Tasks for this exercise:
A. Answer these questions about the PhxPaxos echo server excerpt, one line each:
(i) What does oMyNode represent?
(ii) Which function activates the PhxPaxos instance?
(iii) What value is assigned to oOptions.iGroupCount?
B. Please continue the PhxPaxos echo server walkthrough from where it stops.

Excerpt provided:
--------------------------------------------------

We will do some modifications for EchoServer class first:
We add some arguments in construction function, oMyNode represents the information(IP, Port, etc…) of this node.
vecNodeList represents informations of all nodes in this cluster.
These 2 arguments is pre-defined by PhxPaxos.
Except m_oMyNode and m_vecNodeList, m_oEchoSM is a state-machine we just finished, m_poPaxosNode represents the instance pointer of PhxPaxos running this time.
PhxPaxos instance is actived by executing RunPaxos() function, following is the implementation of this function:
int PhxEchoServer :: RunPaxos()
{
Options oOptions;
int ret = MakeLogStoragePath(oOptions.sLogStoragePath);
if (ret != 0)
{
return ret;
}
//this groupcount means run paxos group count.
//every paxos group is independent, there are no any communicate between any 2 paxos group.
oOptions.iGroupCount = 1;
oOptions.oMyNode = m_oMyNode;
oOptions.vecNodeInfoList = m_vecNodeList;
GroupSMInfo oSMInfo;
oSMInfo.iGroupIdx = 0;
//one paxos group can have multi state machine.
oSMInfo.vecSMList.push_back(&m_oEchoSM);
oOptions.vecGroupSMInfoList.push_back(oSMInfo);
//use logger_google to print log
LogFunc pLogFunc;
ret = LoggerGoogle :: GetLogger("phxecho", "./log", 3, pLogFunc);
if (ret != 0)
{
printf("get logger_google fail, ret %d\n", ret);
return ret;
}
//set logger
oOptions.pLogFunc = pLogFunc;
ret = Node::RunNode(oOptions, m_poPaxosNode);
if (ret != 0)

--------------------------------------------------

Supplied data:
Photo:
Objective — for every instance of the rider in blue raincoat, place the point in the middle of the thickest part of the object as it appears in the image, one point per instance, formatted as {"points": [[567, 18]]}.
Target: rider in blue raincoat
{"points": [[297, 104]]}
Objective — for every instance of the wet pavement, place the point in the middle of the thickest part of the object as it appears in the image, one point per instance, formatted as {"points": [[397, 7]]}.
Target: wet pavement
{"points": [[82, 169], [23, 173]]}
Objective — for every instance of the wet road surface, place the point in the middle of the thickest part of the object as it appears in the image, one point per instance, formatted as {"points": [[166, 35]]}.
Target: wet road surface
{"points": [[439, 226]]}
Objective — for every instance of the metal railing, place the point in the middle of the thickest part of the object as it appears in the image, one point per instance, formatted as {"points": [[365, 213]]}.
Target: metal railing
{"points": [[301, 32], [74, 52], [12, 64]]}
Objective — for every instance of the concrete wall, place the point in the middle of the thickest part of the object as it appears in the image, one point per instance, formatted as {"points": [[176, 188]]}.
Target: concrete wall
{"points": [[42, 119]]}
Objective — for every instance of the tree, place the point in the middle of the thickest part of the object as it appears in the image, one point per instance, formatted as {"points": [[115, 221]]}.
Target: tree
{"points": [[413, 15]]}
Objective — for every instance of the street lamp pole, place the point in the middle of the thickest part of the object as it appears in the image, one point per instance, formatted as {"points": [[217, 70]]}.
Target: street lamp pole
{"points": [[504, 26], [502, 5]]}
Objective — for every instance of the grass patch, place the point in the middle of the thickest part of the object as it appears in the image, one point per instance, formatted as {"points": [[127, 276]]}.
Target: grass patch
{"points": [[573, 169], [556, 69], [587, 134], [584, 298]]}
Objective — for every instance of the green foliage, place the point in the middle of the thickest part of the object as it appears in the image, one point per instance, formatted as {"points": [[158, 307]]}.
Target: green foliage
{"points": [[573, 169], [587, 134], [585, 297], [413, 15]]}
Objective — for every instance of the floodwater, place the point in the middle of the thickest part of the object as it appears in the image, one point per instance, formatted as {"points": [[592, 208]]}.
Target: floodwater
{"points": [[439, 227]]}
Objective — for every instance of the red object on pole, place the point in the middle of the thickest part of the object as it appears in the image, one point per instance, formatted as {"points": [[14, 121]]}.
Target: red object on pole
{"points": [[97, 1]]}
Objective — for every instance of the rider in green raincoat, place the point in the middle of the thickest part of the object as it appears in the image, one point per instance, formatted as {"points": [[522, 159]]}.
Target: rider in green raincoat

--------------------------------------------------

Responses for each task:
A.
(i) The information (IP, Port, etc.) of this node.
(ii) RunPaxos().
(iii) 1.

B.
{
printf("run paxos fail, ret %d\n", ret);
return ret;
}
printf("run paxos ok\n");
return 0;
}
All arguments and options have been included in Option variable while running PhxPaxos instance.
MakeLogStoragePath() function genereate the path where to storage paxos data and it will be set to oOptions.sLogStoragePath.
oOptions.iGroupCount represents how many groups running at the same time. They are identified by GroupIdx
(the range is [0, oOptions.iGroupCount) ). Different groups run in a independent space and have no connection with the others groups. Why we put them into a single instance is to make them share the IP/Port.
After configuring all IP/Port informations we will configure the state-machine we just finished.
oOptions.vecGroupSMInfoList is a array of GroupSMInfo class, it represents a list of status-machines corresponding to every specific group.
GroupSMInfo is a class which is used to describe a state-machine info for a specific group. GroupSMInfo.iGroupIdx is the identifier of this group. It will set to be 0 since we have only 1 group.
vecSMList is an array of state-machine class. It represents a list of state-machines which we want to load into PhxPaxos.
Config the Logging functions next, we used GLOG here.
At last, Execute Node::RunNode(oOptions, m_poPaxosNode) to run PhxPaxos. Return code 0 means we have active it successfully and m_poPaxosNode point to this PhxPaxos instance.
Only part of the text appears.